— START Data in this exercise —

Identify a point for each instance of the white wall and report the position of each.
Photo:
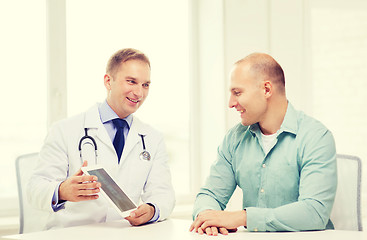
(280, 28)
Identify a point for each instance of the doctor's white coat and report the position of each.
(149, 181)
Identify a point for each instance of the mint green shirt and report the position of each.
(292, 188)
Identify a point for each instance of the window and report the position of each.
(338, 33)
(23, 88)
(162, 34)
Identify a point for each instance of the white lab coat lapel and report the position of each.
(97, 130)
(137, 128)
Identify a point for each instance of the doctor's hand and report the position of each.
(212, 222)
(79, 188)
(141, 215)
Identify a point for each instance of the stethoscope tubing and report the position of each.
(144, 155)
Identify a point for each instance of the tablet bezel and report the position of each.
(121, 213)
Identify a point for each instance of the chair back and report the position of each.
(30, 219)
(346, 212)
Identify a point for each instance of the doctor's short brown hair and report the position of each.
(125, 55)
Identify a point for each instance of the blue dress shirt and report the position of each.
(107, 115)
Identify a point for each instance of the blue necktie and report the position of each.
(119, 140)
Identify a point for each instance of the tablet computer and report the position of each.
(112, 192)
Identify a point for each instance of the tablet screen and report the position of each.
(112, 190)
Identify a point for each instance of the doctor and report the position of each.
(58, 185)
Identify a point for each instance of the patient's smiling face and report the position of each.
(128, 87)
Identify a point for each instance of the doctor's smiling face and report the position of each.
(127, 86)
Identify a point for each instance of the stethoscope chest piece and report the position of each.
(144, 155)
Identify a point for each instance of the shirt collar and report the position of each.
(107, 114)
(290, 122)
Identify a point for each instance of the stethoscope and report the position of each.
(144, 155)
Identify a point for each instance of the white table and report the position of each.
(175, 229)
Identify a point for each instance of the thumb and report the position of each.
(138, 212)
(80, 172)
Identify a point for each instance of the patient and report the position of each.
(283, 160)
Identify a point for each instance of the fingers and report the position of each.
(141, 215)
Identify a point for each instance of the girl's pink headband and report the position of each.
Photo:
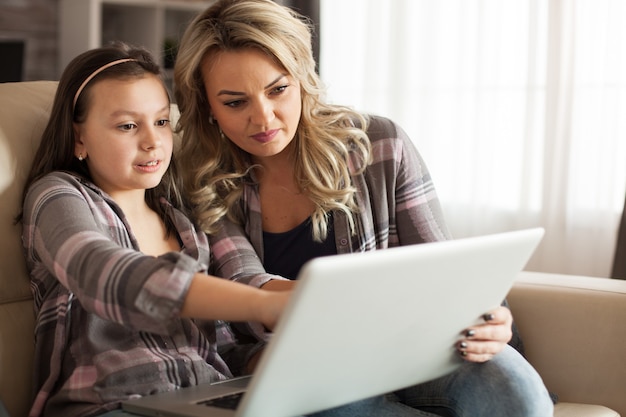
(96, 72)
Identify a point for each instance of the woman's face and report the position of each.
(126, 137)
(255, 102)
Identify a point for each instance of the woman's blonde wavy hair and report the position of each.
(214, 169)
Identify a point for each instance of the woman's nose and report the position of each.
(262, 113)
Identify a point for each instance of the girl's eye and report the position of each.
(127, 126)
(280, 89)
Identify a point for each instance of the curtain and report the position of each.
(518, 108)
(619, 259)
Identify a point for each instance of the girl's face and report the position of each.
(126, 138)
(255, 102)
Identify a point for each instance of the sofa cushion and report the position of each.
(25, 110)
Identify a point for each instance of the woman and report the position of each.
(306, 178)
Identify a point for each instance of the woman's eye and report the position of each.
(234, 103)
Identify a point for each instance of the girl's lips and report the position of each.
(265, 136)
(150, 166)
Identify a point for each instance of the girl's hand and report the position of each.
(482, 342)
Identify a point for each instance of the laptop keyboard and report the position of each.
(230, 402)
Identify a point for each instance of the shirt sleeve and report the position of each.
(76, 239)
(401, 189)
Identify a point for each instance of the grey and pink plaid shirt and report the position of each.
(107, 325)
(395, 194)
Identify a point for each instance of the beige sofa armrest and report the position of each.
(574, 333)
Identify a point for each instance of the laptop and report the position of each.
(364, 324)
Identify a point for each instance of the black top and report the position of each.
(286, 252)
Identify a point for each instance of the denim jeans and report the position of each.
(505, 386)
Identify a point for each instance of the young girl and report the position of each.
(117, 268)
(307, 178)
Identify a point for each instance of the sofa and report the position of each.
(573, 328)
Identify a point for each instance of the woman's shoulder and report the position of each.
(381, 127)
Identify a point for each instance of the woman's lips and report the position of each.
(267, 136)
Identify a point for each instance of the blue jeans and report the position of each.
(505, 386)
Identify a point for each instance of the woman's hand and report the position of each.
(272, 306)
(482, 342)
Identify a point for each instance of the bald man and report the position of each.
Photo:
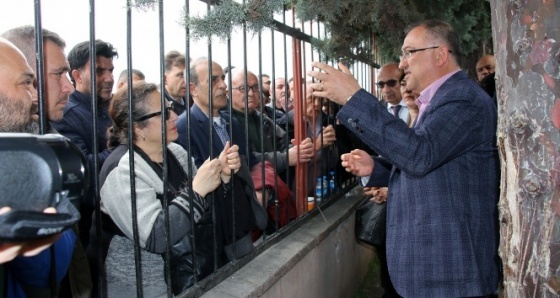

— END Data in this exercise —

## Exercise directions
Each entry above should be reproduced exactly, with the pictures removed.

## Response
Identify a point for each instance of the white wall and report the position of each.
Photo:
(280, 28)
Identify a point for each instance of the doctor's white coat and report the position of each.
(149, 181)
Identify a point for each instance of the mint green shirt and report the position of each.
(292, 188)
Identify a point for each instance of the window and report the position of each.
(338, 33)
(23, 88)
(162, 34)
Identify a point for each instance of the white lab coat lapel and report the position of each.
(97, 130)
(137, 128)
Identify a point for each instance of the doctor's hand and report the position of each.
(212, 222)
(79, 188)
(141, 215)
Identify a point for each instance of the stethoscope tubing and report the position of each.
(144, 155)
Identify a point for each instance of the tablet bezel and report the position of each.
(121, 213)
Identify a point for each instance of the chair back and report the position of each.
(30, 219)
(346, 212)
Identify a point for each instance of the doctor's short brown hair and report the position of each.
(125, 55)
Identify a point for each instance of the blue dress shirt and report the position of each.
(107, 115)
Identify a point for each instance of the blue necktie and report the position of each.
(119, 140)
Identify a point for each instance of the tablet computer and report the position of each.
(112, 192)
Identify a point for each instance of the tablet screen and report the position of each.
(112, 190)
Identify a point for each instance of the doctor and report the position of each.
(58, 185)
Identify a point for each instance of the patient's smiling face and report the position of each.
(128, 87)
Identify a point for each instance of the doctor's smiling face and report the position of each.
(127, 86)
Identify a point for each instance of the stethoscope chest piece and report the position of each.
(144, 155)
Identify a point for each instance of the shirt collar and report the position of each.
(107, 114)
(290, 122)
Identify a point for each instance of the stethoscope and report the position of each.
(144, 155)
Identify a point for each instance of the white table and report the position of each.
(175, 229)
Identify a point for each instance of the thumb and report the position of each.
(138, 212)
(80, 172)
Identify a point for each instance of the patient and report the position of each.
(283, 160)
Identify a point for each instance of the fingers and report the position of each.
(141, 215)
Identify a point for each instance of the girl's pink headband and report the position of each.
Photo:
(96, 72)
Identify a point for each instance of the woman's face and report the position of each.
(126, 137)
(255, 102)
Identify a point for each instance of the woman's blonde wavy hair and report the position of each.
(214, 169)
Identify a point for each instance of the woman's nose and report the position of each.
(262, 113)
Identify a point for each instance of the girl's eye and report the position of each.
(127, 126)
(280, 89)
Identify a point for each instance of the curtain and report the position of each.
(518, 108)
(619, 259)
Identify a point for each instance of the girl's face and report the position of each.
(126, 138)
(255, 102)
Identify a point for each instance of the sofa cushion and report the position of each.
(25, 110)
Identify a point for each instance of the woman and report the position of each.
(306, 178)
Identify a point for each instance of the woman's eye and report the position of each.
(234, 103)
Identify a point for each instance of the girl's lips and report the position of each.
(265, 136)
(150, 166)
Identify a point for each instance of the girl's hand and report the position of each.
(482, 342)
Identify a point for each instance of the laptop keyboard and report the position of each.
(230, 402)
Identify a point for each instance of the shirt sleeve and report the position of each.
(76, 239)
(401, 189)
Identify a point for each instance of the grey and pink plaid shirt and report the position of each.
(107, 325)
(395, 194)
Identify a point for each instance of the beige sofa armrest and report the position of each.
(574, 333)
Identify a point for each instance of the laptop and report the position of each.
(364, 324)
Identify a point for each instance of the black top and report the position of each.
(286, 252)
Identify a point for each instance of the denim jeans and report the position of each.
(505, 386)
Identify a point for each instance of the young girl and report the position of each.
(117, 268)
(307, 178)
Identify a point for each instance of the sofa and report the position of each.
(573, 328)
Identify a point for each instance of the woman's shoulder and report the position of each.
(381, 127)
Identify a point for each instance of the woman's lips and report the position of each.
(267, 136)
Identify a point for each instance of the blue jeans and report the position of each.
(505, 386)
Identify a point for each instance of the woman's hand and report the position of each.
(272, 306)
(482, 342)
Identify a point for each instance of the bald man and report the position of each.
Photo:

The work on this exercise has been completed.